> About this task: Restate the data below word for word, omitting pictures.

--------------------------------

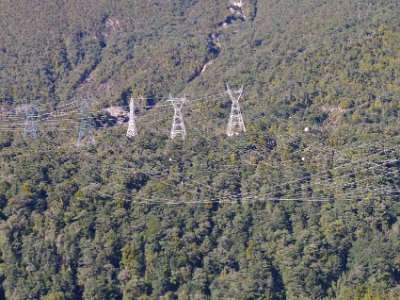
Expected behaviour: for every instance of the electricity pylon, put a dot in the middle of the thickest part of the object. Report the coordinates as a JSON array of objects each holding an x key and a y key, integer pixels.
[
  {"x": 235, "y": 124},
  {"x": 178, "y": 126},
  {"x": 30, "y": 126},
  {"x": 85, "y": 136},
  {"x": 132, "y": 132}
]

--------------------------------

> Your solution:
Expected behaviour: for every instance of the electricity pylon, put a dot in the middle of the thickest part of the object. Report the coordinates as a JSON array of objects each holding an x key and a y key, integer pixels.
[
  {"x": 235, "y": 124},
  {"x": 178, "y": 126},
  {"x": 30, "y": 126},
  {"x": 85, "y": 136},
  {"x": 132, "y": 132}
]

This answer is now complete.